*Objective*: Rename "query" to "label" throughout the data below, changing nothing else and leaving the pictures out of your copy.

Data items:
- - - -

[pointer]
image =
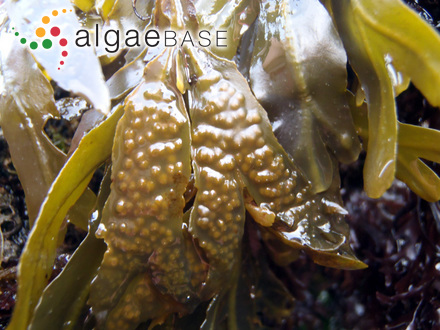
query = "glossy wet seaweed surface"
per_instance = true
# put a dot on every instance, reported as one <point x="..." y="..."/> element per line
<point x="396" y="235"/>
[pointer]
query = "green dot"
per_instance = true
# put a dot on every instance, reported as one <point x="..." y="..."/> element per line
<point x="47" y="43"/>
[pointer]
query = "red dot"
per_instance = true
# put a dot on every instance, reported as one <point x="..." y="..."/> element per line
<point x="55" y="31"/>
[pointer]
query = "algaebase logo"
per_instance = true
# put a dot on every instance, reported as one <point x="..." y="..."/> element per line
<point x="44" y="33"/>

- - - -

*The response*:
[pointer]
image =
label = "glossy wet seaweed surface"
per_instance = true
# put a dot on every instance, reported as one <point x="..." y="..."/> element per line
<point x="396" y="235"/>
[pointer]
label = "green dot"
per_instance = true
# put a dot on every instance, reported as one <point x="..." y="..."/> element per line
<point x="47" y="43"/>
[pointer]
label = "red dot"
per_instance = true
# put a dot on every instance, reported as one <point x="..." y="..."/> element per line
<point x="55" y="31"/>
[pointer]
label = "algaebase logo"
per_instance = true
# put a dot on every instance, reported as one <point x="..." y="..."/> element per line
<point x="44" y="33"/>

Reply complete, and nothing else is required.